Task prompt
Your copy should start at the line with "det: wooden log" and end at the line with "det: axe head" in the data below. Transcribe only those lines, exactly, pictures excluded.

(Source data)

-*-*-

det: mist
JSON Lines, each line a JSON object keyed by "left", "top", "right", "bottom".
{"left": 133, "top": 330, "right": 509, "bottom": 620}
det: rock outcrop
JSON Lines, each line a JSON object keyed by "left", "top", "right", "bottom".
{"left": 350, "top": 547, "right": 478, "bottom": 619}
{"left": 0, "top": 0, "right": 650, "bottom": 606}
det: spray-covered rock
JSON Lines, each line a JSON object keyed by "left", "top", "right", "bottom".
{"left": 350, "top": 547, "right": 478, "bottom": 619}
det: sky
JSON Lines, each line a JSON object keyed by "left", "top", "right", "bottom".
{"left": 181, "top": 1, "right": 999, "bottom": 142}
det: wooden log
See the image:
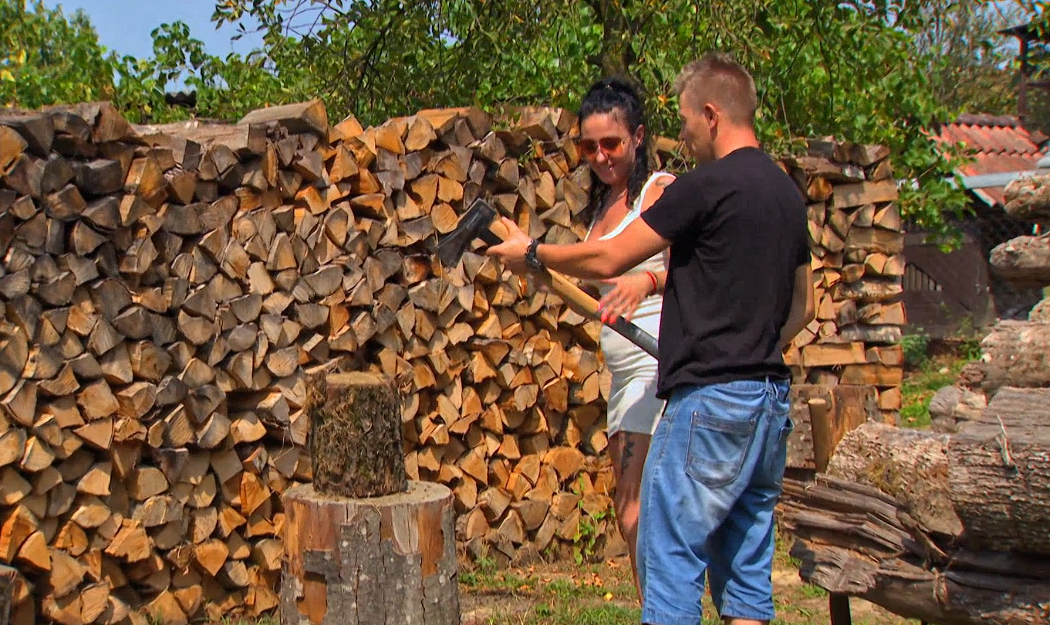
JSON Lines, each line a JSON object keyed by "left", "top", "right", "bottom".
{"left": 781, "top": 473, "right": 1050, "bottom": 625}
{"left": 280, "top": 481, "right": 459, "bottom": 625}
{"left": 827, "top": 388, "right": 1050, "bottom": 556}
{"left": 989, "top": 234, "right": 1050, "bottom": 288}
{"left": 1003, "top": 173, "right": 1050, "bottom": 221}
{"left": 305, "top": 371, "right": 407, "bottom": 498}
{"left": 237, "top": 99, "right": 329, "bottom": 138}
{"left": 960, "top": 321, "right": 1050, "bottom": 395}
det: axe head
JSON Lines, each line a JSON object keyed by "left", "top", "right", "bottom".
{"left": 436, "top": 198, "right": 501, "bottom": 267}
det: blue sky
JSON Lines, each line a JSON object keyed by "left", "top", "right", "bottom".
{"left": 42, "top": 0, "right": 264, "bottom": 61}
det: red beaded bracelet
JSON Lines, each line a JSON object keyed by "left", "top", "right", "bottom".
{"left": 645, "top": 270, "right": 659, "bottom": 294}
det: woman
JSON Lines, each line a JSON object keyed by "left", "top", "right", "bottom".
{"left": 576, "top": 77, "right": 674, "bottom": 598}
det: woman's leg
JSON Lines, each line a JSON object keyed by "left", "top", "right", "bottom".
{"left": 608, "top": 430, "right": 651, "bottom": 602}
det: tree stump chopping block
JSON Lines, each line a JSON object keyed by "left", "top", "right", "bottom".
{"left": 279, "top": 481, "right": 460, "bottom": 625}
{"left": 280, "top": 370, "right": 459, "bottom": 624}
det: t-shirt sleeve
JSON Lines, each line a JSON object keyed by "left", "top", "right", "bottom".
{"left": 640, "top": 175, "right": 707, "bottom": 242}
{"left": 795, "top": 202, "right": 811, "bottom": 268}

-*-*-

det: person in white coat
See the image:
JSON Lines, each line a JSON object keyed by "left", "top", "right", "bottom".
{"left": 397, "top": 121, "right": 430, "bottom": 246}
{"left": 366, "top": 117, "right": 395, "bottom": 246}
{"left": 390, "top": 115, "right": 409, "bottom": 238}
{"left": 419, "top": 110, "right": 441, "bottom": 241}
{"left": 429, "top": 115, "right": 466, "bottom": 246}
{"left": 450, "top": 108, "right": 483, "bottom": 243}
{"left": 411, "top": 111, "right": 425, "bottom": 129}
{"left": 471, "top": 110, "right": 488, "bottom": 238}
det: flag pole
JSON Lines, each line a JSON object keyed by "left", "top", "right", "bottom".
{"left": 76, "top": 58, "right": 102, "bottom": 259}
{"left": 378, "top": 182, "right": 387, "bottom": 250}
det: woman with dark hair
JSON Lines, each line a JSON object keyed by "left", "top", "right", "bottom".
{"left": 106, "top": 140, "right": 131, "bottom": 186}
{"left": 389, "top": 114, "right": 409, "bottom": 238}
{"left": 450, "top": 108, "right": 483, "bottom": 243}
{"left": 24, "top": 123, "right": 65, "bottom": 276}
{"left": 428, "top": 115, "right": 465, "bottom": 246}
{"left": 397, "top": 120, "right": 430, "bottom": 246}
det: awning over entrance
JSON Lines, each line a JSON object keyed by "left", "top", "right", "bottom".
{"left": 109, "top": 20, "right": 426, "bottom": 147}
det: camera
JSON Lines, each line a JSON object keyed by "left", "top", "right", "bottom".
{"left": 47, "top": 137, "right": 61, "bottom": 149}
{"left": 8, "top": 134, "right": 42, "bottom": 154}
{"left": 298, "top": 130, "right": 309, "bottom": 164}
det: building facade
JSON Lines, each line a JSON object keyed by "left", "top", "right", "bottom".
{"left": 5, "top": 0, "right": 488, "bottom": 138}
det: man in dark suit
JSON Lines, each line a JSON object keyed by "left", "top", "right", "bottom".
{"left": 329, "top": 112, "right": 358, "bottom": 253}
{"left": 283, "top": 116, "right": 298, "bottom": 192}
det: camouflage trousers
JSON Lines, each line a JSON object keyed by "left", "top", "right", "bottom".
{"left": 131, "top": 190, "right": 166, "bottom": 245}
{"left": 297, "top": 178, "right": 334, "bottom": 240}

-*-*-

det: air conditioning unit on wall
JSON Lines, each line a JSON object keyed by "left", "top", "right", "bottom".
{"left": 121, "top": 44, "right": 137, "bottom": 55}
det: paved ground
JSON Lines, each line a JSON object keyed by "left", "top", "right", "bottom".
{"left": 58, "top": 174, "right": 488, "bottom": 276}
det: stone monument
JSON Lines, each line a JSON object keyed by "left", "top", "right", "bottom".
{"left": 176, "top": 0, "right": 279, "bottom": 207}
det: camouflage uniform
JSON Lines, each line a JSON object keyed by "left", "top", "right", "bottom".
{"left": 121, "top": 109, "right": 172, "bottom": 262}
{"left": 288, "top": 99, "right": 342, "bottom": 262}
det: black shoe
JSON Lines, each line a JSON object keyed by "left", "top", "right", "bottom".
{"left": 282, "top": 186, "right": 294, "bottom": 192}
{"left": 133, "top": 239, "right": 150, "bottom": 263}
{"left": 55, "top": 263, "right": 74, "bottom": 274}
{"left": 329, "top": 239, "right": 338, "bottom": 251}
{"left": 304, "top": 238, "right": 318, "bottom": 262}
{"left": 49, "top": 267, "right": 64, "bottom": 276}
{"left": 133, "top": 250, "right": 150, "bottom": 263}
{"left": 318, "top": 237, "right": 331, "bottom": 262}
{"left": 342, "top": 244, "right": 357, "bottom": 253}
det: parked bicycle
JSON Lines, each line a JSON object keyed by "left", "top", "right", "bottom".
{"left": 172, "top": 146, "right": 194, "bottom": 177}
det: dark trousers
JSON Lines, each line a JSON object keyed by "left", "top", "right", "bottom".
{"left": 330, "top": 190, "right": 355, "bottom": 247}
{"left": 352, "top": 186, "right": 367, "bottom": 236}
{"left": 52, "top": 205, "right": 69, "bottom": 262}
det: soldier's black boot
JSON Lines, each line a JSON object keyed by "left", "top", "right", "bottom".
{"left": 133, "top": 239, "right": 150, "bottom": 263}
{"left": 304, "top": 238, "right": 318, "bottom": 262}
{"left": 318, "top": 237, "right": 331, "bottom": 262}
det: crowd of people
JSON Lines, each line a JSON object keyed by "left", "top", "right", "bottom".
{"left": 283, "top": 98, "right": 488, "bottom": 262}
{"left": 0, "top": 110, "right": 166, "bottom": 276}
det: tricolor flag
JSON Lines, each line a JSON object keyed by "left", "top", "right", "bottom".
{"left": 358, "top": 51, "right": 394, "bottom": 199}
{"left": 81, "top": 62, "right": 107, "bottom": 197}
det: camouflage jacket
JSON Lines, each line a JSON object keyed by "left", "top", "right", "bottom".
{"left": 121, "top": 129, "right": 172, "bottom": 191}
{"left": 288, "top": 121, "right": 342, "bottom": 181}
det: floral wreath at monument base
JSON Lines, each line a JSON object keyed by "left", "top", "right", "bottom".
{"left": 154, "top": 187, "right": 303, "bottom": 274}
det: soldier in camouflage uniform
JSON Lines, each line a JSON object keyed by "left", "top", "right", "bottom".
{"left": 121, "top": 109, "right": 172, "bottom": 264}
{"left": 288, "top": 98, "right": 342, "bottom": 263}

-*-*-

Your solution
det: wooden log
See the image:
JSON Lines, each line a JSON object keyed by "left", "top", "right", "bottom".
{"left": 781, "top": 473, "right": 1050, "bottom": 625}
{"left": 280, "top": 481, "right": 459, "bottom": 625}
{"left": 827, "top": 388, "right": 1050, "bottom": 556}
{"left": 989, "top": 234, "right": 1050, "bottom": 288}
{"left": 1003, "top": 173, "right": 1050, "bottom": 221}
{"left": 305, "top": 371, "right": 407, "bottom": 498}
{"left": 237, "top": 99, "right": 329, "bottom": 138}
{"left": 960, "top": 321, "right": 1050, "bottom": 395}
det: axe head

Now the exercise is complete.